• _Written task_: Count how many lines in the entries below contain the word "metal". Capitalization counts; reply with the number only.

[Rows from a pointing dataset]
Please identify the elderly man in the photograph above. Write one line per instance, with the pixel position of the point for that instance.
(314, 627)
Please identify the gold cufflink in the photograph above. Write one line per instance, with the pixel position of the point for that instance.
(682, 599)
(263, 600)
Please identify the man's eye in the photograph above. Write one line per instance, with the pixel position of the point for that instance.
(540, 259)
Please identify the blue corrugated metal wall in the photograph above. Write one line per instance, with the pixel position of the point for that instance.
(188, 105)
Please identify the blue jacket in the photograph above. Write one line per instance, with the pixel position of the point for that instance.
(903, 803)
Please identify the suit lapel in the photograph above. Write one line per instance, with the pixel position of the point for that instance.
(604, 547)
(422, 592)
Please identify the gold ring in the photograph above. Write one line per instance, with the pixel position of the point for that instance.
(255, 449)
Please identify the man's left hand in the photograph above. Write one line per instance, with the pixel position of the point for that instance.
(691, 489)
---
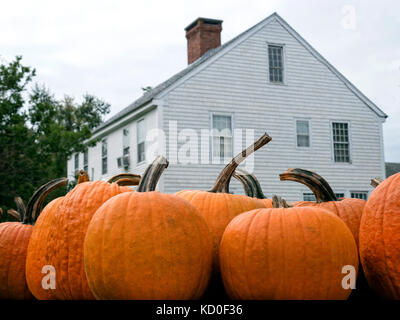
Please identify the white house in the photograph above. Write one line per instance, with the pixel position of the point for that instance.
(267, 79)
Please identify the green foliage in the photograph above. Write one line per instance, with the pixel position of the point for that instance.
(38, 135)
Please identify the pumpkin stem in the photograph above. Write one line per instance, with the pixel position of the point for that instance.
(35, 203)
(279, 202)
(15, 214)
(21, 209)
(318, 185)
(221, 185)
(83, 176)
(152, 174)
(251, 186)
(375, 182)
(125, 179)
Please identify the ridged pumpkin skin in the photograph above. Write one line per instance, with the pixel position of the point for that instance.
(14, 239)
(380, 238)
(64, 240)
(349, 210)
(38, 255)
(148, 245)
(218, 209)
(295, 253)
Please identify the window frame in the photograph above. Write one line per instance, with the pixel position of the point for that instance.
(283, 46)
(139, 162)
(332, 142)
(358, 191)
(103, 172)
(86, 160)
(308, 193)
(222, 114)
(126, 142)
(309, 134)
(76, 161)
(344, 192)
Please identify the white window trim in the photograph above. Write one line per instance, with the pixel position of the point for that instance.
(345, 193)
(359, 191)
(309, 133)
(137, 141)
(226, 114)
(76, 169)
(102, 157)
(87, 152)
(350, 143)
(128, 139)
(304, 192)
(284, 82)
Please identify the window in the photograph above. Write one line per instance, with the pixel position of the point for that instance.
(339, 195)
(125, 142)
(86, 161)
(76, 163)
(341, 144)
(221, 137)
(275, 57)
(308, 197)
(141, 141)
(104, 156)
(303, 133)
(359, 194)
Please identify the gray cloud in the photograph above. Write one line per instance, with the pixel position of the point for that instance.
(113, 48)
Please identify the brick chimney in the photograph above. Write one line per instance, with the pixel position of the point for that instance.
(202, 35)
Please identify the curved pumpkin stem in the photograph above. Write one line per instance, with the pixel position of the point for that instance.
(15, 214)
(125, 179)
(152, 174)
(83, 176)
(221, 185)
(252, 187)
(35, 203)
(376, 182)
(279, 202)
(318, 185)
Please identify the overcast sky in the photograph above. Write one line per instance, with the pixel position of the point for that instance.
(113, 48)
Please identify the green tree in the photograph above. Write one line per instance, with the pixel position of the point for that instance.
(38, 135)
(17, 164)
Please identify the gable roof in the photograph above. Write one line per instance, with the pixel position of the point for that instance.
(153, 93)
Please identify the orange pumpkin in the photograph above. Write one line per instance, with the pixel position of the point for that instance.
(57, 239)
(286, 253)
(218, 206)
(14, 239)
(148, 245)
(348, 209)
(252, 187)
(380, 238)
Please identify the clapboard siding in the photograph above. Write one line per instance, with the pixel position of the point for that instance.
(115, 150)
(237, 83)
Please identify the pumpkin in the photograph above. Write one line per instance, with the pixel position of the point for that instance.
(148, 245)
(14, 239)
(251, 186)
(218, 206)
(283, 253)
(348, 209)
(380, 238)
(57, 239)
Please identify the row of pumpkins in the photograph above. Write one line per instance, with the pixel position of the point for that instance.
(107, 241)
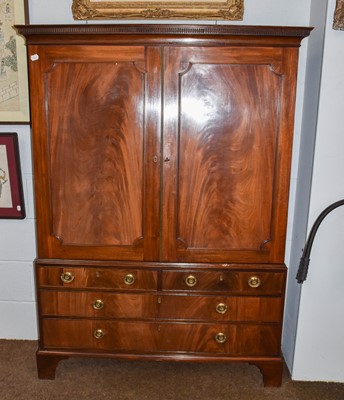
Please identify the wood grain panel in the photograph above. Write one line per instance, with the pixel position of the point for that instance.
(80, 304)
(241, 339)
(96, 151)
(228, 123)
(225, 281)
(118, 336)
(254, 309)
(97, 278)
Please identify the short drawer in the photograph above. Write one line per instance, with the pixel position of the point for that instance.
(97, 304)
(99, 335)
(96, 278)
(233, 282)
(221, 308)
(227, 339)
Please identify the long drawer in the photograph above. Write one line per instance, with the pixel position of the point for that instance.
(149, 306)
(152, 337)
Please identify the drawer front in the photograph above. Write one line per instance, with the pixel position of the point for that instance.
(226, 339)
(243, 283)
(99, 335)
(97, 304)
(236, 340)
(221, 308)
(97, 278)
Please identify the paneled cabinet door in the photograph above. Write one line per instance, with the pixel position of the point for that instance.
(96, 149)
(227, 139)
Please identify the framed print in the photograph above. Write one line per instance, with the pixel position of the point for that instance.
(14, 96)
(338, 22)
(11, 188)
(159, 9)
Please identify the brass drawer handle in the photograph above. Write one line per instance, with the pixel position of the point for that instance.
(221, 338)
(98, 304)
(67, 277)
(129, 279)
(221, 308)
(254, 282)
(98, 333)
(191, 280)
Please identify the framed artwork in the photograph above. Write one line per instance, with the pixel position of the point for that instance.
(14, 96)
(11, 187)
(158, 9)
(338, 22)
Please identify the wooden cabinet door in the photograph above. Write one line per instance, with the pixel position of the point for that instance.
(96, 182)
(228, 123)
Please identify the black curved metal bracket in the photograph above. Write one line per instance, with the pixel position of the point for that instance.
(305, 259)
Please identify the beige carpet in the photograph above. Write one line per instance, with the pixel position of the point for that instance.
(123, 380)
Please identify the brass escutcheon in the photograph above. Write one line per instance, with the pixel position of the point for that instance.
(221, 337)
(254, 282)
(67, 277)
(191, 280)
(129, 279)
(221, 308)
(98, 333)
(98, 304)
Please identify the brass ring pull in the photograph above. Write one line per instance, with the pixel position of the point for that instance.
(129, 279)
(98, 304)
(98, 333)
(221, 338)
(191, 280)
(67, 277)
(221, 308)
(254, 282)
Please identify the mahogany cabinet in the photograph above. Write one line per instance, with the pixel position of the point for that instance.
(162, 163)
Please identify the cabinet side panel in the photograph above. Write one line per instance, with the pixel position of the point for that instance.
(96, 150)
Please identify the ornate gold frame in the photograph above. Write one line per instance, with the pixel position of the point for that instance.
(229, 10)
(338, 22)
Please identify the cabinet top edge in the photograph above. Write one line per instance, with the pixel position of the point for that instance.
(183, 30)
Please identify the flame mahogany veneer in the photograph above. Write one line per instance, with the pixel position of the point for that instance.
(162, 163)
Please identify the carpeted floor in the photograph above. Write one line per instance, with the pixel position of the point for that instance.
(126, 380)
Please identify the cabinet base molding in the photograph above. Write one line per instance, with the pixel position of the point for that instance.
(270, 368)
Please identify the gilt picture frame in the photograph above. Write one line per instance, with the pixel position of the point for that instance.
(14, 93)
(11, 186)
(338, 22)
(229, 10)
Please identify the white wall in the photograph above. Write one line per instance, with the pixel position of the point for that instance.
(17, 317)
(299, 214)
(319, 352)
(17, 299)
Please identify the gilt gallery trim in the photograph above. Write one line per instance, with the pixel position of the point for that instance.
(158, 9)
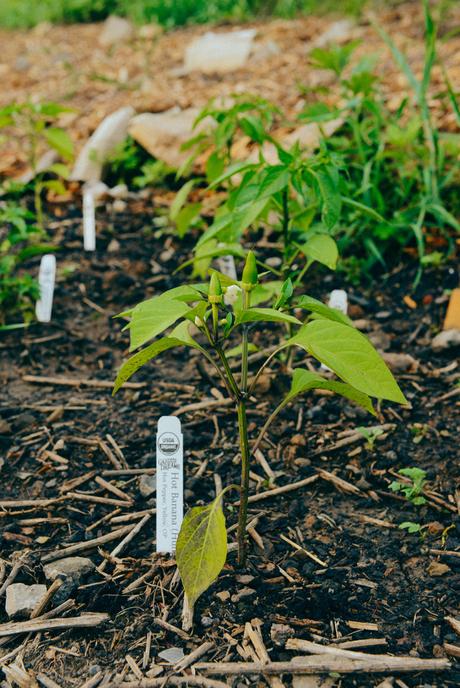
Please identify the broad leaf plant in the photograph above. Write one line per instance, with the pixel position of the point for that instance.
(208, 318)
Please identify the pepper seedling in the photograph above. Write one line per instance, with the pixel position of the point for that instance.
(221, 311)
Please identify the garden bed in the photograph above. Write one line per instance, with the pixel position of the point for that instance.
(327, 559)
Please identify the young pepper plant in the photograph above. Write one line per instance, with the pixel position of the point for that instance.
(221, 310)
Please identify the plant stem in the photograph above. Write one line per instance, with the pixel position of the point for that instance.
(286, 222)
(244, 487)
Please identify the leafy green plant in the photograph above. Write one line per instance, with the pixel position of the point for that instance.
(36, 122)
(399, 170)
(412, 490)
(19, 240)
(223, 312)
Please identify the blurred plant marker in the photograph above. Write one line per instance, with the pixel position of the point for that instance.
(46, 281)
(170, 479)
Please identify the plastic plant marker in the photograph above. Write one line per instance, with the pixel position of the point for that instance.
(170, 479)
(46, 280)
--
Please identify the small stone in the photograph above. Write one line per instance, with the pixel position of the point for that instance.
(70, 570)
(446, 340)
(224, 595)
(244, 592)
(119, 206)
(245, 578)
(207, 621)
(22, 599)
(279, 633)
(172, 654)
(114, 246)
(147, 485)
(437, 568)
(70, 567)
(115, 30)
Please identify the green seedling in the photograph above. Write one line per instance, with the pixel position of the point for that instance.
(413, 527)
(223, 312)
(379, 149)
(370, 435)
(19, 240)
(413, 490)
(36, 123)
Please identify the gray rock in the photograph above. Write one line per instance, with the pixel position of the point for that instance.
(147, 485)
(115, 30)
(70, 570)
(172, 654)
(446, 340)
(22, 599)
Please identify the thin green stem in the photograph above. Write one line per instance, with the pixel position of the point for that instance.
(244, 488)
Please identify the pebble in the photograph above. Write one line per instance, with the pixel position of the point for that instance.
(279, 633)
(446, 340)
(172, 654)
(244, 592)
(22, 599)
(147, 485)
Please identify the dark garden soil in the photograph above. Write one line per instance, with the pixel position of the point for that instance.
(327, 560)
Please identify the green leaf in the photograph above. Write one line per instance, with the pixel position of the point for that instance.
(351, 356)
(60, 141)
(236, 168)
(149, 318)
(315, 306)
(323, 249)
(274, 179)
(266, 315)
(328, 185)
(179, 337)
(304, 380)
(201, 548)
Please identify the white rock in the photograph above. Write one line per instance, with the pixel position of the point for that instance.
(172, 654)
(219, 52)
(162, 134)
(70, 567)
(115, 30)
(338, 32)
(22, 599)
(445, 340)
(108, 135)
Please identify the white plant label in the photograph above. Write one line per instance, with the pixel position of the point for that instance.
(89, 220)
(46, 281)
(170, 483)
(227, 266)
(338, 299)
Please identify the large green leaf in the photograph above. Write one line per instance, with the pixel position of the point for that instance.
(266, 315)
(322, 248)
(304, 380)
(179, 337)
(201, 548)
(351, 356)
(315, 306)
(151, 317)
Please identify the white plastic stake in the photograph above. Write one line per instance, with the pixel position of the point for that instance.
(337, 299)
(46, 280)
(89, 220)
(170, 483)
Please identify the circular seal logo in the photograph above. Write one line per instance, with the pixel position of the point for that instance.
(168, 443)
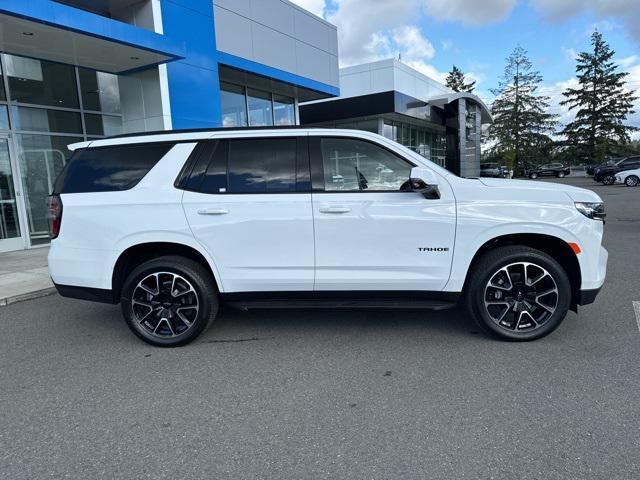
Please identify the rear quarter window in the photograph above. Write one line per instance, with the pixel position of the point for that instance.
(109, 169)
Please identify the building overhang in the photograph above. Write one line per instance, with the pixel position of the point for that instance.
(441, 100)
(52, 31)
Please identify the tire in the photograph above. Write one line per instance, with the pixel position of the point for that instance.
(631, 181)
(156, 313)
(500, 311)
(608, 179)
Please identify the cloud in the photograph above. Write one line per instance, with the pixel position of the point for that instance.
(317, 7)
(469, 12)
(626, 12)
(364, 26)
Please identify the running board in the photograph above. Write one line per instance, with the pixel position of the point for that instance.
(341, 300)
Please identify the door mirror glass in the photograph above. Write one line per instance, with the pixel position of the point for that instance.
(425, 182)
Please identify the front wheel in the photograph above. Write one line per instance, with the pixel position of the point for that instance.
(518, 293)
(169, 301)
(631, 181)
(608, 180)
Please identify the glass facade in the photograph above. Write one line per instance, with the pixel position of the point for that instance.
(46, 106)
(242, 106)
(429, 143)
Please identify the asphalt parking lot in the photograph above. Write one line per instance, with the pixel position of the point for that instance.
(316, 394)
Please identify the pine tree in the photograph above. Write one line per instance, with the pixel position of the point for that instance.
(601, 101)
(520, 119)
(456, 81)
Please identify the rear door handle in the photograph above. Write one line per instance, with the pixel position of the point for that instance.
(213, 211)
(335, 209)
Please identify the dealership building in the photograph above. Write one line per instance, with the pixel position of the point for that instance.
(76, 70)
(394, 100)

• _Answer below_: 2